**REQUIREMENT:** Pull out every line in the records below that has the word "flag" in it, and copy each of those lines in full.
====
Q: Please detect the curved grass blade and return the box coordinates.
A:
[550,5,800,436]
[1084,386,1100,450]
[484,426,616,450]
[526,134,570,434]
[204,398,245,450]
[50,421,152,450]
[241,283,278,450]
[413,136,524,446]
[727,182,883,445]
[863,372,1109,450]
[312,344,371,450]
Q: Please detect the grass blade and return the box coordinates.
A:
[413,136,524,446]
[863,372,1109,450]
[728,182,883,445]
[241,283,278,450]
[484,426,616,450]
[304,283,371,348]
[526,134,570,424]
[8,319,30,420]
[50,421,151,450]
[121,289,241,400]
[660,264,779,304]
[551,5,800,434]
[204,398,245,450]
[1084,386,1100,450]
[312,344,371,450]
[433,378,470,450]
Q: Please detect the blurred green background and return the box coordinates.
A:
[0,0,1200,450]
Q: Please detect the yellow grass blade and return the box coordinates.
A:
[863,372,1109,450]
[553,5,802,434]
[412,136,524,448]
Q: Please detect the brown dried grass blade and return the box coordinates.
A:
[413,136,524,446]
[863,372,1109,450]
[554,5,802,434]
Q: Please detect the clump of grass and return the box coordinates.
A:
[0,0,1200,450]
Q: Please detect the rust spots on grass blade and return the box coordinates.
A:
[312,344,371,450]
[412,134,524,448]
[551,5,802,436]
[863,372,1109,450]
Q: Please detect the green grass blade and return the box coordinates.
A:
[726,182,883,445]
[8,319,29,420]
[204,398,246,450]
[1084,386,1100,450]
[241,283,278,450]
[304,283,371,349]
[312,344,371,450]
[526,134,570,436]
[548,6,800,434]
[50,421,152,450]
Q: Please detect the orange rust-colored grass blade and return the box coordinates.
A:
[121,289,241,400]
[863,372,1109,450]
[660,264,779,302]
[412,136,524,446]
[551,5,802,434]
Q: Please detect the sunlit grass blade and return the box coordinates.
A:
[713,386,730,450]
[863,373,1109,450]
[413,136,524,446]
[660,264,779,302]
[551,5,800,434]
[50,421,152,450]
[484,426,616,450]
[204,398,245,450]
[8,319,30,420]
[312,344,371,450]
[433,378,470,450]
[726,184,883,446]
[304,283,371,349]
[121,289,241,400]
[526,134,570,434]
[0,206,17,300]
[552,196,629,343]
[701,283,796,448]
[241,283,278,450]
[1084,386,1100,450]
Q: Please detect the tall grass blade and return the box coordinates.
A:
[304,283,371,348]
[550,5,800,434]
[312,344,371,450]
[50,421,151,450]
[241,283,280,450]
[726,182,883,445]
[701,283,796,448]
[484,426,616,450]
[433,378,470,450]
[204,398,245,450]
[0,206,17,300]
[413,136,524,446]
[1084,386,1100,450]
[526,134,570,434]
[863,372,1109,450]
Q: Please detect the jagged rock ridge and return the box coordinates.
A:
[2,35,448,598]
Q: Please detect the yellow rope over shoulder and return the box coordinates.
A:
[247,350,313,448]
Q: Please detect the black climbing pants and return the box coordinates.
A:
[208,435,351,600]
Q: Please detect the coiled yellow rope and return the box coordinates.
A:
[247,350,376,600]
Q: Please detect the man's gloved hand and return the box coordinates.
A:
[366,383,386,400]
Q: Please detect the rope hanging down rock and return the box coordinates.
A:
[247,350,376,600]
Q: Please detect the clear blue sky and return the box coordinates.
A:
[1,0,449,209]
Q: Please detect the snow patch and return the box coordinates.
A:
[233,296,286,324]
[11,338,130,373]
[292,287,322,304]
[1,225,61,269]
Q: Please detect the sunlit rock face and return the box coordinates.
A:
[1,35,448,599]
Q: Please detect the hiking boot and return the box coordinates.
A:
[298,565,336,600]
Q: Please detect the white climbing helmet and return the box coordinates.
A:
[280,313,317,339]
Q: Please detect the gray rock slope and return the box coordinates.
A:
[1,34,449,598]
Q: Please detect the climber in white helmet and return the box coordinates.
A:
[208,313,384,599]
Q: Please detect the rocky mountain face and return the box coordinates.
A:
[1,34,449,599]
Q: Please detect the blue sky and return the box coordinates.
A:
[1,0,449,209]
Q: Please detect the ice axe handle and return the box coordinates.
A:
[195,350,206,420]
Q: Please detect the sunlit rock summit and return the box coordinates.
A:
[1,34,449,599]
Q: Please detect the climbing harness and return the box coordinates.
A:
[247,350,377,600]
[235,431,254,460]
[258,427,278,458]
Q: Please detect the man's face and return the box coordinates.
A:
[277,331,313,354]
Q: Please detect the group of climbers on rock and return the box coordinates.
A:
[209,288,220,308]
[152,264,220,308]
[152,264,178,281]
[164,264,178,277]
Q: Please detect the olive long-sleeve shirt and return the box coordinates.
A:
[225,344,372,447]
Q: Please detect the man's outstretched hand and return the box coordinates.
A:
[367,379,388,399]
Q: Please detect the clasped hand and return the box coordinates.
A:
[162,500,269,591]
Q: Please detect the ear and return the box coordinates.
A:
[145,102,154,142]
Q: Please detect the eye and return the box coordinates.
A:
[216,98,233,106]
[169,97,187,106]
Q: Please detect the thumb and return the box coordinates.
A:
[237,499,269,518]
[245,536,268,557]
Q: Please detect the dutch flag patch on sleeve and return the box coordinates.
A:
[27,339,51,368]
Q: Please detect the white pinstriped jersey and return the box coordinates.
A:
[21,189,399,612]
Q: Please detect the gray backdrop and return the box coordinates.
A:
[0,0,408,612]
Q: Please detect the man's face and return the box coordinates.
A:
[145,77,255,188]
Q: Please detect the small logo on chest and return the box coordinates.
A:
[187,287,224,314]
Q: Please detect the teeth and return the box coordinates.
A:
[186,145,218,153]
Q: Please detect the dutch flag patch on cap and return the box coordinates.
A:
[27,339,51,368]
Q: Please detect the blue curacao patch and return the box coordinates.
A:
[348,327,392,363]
====
**ANSWER IN FULL:**
Q: Please detect the dutch flag patch on sleeve and return the box coordinates.
Q: Please detect the dutch flag patch on cap and return the box coordinates.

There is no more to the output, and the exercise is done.